| WRITTEN PROBLEM |
Set down exactly, and only, the lines from the one with "pin: the tree, one" to the final line of the entries, both included.

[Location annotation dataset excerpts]
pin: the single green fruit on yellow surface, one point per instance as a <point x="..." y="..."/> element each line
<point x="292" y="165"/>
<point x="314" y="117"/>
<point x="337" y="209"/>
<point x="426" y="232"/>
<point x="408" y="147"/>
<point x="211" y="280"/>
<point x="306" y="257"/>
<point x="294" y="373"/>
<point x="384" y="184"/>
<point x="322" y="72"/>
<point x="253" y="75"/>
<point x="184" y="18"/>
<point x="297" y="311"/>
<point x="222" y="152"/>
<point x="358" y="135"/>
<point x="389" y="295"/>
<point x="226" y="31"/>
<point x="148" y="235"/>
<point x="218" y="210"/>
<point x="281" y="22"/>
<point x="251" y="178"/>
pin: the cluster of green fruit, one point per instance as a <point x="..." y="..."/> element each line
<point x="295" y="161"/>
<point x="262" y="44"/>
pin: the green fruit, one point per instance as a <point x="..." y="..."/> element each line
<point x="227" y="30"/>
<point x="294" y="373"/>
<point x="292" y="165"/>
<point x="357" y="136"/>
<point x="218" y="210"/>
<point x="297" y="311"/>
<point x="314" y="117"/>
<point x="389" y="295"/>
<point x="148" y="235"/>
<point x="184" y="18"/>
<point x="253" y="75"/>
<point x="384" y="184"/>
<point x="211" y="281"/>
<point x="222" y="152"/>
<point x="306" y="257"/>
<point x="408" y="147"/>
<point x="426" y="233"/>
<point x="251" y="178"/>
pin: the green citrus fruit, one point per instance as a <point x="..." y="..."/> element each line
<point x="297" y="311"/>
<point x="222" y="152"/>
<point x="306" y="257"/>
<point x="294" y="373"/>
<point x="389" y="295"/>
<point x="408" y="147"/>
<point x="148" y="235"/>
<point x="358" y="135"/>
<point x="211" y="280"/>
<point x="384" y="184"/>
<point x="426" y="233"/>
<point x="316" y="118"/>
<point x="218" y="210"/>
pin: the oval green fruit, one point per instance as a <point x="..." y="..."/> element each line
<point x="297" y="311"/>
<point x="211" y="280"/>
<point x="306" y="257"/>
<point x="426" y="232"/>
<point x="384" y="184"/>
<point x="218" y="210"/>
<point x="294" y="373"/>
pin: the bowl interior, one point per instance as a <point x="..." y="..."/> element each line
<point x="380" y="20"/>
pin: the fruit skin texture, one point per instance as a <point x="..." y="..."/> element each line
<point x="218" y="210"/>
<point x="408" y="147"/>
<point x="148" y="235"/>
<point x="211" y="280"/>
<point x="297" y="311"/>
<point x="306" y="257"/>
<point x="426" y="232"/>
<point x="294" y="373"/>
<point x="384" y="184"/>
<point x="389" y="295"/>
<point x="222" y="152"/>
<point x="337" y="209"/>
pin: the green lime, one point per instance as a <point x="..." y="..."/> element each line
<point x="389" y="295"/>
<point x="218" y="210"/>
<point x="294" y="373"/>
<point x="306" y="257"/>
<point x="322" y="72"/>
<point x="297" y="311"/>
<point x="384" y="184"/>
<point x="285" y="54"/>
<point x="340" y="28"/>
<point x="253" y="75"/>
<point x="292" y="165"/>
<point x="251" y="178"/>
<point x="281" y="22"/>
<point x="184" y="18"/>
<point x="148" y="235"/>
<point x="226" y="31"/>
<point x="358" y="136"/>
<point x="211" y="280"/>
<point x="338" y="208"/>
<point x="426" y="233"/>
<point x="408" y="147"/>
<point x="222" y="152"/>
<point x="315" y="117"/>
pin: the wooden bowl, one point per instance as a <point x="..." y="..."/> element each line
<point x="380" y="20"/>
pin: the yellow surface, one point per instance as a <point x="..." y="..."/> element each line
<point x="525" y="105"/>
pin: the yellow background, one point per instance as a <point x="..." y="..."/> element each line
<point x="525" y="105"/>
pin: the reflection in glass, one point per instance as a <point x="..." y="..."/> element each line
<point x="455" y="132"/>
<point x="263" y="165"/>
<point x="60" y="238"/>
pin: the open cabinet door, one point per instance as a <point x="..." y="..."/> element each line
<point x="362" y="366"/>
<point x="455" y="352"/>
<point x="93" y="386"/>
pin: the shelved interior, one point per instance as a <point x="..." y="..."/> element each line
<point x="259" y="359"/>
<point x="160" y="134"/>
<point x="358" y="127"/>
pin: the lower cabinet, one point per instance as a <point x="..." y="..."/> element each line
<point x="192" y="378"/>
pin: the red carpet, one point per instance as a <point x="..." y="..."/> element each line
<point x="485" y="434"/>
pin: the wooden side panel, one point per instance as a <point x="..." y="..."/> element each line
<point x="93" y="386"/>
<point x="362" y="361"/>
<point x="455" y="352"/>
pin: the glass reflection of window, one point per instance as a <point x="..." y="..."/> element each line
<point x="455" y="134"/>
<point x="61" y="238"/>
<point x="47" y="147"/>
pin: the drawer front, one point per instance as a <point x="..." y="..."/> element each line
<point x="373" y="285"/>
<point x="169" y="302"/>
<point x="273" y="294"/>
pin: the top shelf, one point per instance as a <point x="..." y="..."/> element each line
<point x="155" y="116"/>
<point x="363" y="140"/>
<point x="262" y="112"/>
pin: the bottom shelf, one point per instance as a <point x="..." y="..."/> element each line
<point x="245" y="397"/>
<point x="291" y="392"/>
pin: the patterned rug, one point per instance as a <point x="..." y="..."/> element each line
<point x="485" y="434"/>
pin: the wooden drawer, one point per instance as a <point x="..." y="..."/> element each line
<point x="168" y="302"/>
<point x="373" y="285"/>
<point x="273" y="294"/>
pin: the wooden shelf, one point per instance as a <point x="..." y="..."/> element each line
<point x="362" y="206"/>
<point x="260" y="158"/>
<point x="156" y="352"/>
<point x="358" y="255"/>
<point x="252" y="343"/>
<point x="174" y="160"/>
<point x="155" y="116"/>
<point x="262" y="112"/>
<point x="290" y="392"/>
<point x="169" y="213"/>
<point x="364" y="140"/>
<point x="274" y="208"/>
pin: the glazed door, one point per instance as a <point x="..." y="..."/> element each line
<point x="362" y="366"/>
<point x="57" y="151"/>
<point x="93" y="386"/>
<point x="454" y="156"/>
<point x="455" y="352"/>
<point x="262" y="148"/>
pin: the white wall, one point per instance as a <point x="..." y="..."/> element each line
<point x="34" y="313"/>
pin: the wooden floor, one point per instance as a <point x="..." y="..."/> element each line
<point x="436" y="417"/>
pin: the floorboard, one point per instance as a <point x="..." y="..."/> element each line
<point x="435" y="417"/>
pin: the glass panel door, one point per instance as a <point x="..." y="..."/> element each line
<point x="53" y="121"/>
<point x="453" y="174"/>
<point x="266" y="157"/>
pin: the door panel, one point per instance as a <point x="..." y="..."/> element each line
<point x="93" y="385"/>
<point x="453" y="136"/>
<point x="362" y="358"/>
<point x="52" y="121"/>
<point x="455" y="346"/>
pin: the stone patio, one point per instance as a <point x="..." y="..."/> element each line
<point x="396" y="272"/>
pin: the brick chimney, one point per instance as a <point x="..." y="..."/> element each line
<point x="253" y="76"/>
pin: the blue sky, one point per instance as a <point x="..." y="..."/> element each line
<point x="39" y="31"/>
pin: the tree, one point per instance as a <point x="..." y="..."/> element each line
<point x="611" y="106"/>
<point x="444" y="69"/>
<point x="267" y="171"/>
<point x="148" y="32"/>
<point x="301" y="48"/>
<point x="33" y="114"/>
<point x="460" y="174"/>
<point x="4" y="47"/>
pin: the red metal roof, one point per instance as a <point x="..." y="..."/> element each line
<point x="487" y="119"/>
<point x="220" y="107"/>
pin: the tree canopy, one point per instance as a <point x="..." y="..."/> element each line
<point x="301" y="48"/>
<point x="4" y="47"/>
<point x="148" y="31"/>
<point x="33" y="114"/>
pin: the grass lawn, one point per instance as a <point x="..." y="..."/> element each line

| WORKED ANSWER |
pin: the tree, one point per instance as a <point x="..." y="..."/> element each line
<point x="611" y="106"/>
<point x="444" y="69"/>
<point x="267" y="171"/>
<point x="148" y="32"/>
<point x="301" y="48"/>
<point x="33" y="114"/>
<point x="460" y="174"/>
<point x="4" y="47"/>
pin: the red metal roof, one point per instance as a <point x="..." y="..."/> element each line
<point x="487" y="119"/>
<point x="220" y="107"/>
pin: the tree canopy, one point per instance as a <point x="..." y="..."/> element each line
<point x="301" y="48"/>
<point x="4" y="47"/>
<point x="148" y="31"/>
<point x="33" y="114"/>
pin: the grass lawn, one point per instance as a <point x="..." y="..."/> element each line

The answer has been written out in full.